[START DOCUMENT SEGMENT]

Awards13
Maryland State Department of Education
Abstract – Enhanced Assessment Instruments Grants Program—
Kindergarten Entry Assessment Competition
Overview of the proposed project
The proposed Consortium of seven States (Connecticut, Indiana, Maryland [fiscal agent], Massachusetts, Michigan, Nevada, and Ohio) and three partner organizations (WestEd, the Johns Hopkins University Center for Technology in Education, and the University of Connecticut’s Measurement, Evaluation, and Assessment Program) has a compelling vision for enhancing a multistate, state-of-the-art assessment system composed of a kindergarten entry assessment (KEA) and aligned formative assessments. This enhanced system—supported by expanded use of technology and targeted professional development— provides valid and reliable information on each child’s learning and development across the essential domains of school readiness; this information will lead to better instruction, more informed decision-making, and reductions in achievement gaps. The Consortium recognizes that achieving this vision will be challenging, requiring high levels of commitment, technical expertise, collaboration across member States and partners, and strong management skills, systems, and supports. Building on a highly successful existing effort already underway between Maryland and Ohio, the proposed enhanced system greatly expands the use of technology for more authentic and compelling items and tasks; efficiency of administration, scoring, and reporting; and increased student motivation. The end result will be a more reliable and valid system that provides timely, actionable data to identify individual student and program strengths and weaknesses, drive instruction, support curricular reform, and inform all stakeholders in the system about the effectiveness of preschool and kindergarten programs.
Project objectives and activities
- Establish the governance and management infrastructure for the proposed work;
- Develop the KEA and formative assessments (for children aged 36–72 months), to be fully implemented in all Consortium States;
- Conduct all necessary and appropriate studies to ensure reliability, validity, and fairness of the assessment system;
- Develop and implement professional development for the administration and use of the assessments;
- Develop and deploy the necessary technology infrastructure; and
- Implement stakeholder communication to measure the impact of the KEA and formative assessments on the efficacy of learning.

[END DOCUMENT SEGMENT]

GIVEN EXERCISE A ▸ Copy the kindergarten entry assessment grant abstract above in full, keeping every word and line as given.

[START STORED RECORDS]

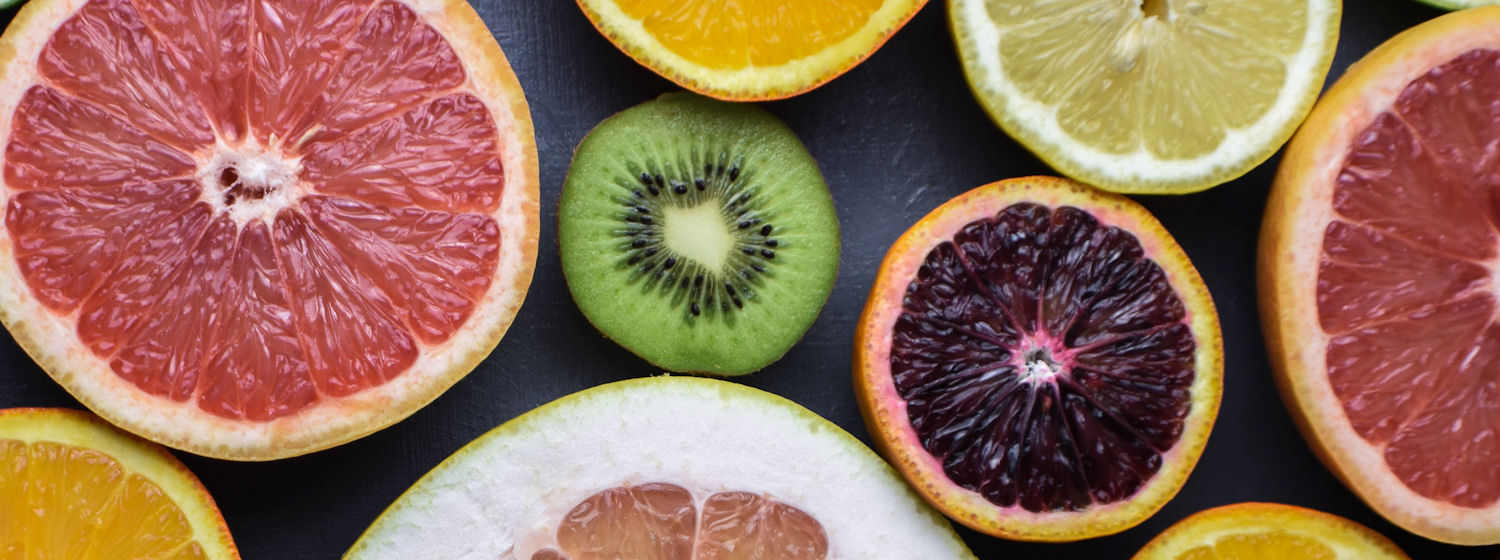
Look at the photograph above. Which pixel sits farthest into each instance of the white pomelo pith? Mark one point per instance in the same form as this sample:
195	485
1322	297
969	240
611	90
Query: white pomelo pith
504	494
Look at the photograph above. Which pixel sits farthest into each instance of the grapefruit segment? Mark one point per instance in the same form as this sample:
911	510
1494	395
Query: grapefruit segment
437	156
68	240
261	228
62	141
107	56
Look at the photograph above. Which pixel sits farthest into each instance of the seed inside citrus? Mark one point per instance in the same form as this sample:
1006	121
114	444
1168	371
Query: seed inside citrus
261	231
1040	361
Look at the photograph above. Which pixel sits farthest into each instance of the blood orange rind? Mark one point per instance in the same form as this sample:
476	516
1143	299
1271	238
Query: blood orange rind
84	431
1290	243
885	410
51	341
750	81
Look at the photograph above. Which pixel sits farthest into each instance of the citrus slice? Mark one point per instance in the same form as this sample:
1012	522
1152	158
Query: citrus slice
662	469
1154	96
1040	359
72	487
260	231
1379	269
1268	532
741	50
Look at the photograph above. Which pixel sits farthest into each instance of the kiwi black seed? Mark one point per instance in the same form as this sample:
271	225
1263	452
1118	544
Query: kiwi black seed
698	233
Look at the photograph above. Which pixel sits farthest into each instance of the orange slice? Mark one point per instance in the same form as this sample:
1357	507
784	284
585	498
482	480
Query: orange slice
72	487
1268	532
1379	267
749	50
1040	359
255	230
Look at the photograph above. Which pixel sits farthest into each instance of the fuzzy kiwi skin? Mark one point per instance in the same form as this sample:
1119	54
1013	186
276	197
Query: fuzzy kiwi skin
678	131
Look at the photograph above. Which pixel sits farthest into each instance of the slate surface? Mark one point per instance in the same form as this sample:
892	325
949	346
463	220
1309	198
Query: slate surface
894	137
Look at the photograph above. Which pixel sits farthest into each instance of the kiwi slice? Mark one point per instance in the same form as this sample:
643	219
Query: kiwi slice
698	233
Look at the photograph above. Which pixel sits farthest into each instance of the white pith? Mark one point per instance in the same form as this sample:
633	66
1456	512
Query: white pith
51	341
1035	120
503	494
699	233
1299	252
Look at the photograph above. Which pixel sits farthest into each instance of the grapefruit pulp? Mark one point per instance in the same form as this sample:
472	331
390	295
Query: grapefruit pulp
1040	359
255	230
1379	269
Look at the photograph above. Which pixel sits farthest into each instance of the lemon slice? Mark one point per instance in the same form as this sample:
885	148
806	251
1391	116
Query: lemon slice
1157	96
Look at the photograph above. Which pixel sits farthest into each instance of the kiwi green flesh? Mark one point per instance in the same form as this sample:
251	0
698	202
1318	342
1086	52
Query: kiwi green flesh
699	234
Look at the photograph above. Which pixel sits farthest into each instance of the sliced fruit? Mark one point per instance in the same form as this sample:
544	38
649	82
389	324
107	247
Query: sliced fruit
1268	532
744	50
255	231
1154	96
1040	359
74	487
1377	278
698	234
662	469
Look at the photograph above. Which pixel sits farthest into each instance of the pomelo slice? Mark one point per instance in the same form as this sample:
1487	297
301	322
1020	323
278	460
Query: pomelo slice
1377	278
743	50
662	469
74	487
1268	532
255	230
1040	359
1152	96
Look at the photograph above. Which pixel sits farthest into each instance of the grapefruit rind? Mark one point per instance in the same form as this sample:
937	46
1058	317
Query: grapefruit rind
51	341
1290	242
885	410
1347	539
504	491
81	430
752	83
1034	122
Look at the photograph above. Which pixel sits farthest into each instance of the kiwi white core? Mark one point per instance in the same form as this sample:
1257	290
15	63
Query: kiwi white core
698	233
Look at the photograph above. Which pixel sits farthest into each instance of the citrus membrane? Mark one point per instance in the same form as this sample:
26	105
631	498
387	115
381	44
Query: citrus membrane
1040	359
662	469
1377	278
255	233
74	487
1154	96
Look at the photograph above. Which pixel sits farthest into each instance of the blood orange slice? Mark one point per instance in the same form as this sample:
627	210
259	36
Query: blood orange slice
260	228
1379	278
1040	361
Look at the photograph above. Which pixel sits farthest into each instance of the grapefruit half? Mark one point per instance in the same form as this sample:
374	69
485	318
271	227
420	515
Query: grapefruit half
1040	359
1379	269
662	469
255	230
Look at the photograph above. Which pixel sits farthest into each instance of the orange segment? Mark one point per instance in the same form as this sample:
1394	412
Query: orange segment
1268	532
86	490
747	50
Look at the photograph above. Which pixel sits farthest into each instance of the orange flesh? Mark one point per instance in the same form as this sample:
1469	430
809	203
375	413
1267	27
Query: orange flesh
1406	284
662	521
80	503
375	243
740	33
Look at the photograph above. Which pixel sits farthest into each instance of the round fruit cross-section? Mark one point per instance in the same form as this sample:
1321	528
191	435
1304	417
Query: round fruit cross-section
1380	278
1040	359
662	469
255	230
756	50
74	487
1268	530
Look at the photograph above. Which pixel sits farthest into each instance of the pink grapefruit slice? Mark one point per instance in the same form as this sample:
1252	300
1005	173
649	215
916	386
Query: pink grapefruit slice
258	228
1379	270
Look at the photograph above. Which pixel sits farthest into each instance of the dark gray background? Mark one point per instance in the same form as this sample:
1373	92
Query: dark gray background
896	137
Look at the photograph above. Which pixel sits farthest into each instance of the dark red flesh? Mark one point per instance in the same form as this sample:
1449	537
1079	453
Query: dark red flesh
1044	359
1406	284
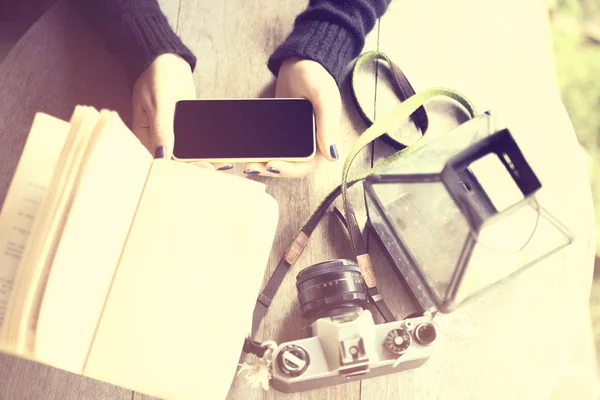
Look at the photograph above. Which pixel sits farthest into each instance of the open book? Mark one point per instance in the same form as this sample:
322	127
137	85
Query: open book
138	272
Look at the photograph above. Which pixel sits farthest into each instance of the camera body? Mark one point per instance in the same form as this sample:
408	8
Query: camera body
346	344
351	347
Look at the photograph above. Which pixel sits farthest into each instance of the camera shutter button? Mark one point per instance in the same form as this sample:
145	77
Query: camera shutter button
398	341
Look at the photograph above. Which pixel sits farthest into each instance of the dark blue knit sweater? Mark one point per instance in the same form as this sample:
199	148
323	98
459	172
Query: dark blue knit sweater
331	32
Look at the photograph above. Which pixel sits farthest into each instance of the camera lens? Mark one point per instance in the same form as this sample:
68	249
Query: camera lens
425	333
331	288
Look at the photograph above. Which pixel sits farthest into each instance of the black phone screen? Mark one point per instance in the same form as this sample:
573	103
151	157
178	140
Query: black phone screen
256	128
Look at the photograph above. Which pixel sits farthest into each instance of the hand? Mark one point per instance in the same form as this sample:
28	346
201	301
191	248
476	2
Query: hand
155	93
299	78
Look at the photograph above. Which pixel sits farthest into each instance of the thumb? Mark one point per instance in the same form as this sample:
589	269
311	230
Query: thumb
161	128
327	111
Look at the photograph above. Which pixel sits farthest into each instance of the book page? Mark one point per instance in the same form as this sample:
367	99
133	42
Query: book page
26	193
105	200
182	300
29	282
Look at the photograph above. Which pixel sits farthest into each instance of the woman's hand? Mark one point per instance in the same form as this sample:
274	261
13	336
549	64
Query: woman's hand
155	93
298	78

[END STORED RECORDS]
[START STORED RECORDS]

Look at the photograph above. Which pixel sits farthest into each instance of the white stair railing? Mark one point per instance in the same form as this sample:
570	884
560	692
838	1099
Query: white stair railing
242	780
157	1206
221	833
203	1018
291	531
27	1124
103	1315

[END STORED RECORDS]

GIVEN EXERCISE B ▸ How many lines in the records contain the string "pink"? Match case exactly, and reply with only the number.

COMPLETE RESPONSE A ▸
Awards13
Maryland State Department of Education
Abstract – Enhanced Assessment Instruments Grants Program—
Kindergarten Entry Assessment Competition
Overview of the proposed project
The proposed Consortium of seven States (Connecticut, Indiana, Maryland [fiscal agent], Massachusetts, Michigan, Nevada, and Ohio) and three partner organizations (WestEd, the Johns Hopkins University Center for Technology in Education, and the University of Connecticut’s Measurement, Evaluation, and Assessment Program) has a compelling vision for enhancing a multistate, state-of-the-art assessment system composed of a kindergarten entry assessment (KEA) and aligned formative assessments. This enhanced system—supported by expanded use of technology and targeted professional development— provides valid and reliable information on each child’s learning and development across the essential domains of school readiness; this information will lead to better instruction, more informed decision-making, and reductions in achievement gaps. The Consortium recognizes that achieving this vision will be challenging, requiring high levels of commitment, technical expertise, collaboration across member States and partners, and strong management skills, systems, and supports. Building on a highly successful existing effort already underway between Maryland and Ohio, the proposed enhanced system greatly expands the use of technology for more authentic and compelling items and tasks; efficiency of administration, scoring, and reporting; and increased student motivation. The end result will be a more reliable and valid system that provides timely, actionable data to identify individual student and program strengths and weaknesses, drive instruction, support curricular reform, and inform all stakeholders in the system about the effectiveness of preschool and kindergarten programs.
Project objectives and activities
- Establish the governance and management infrastructure for the proposed work;
- Develop the KEA and formative assessments (for children aged 36–72 months), to be fully implemented in all Consortium States;
- Conduct all necessary and appropriate studies to ensure reliability, validity, and fairness of the assessment system;
- Develop and implement professional development for the administration and use of the assessments;
- Develop and deploy the necessary technology infrastructure; and
- Implement stakeholder communication to measure the impact of the KEA and formative assessments on the efficacy of learning.

COMPLETE RESPONSE B ▸ 2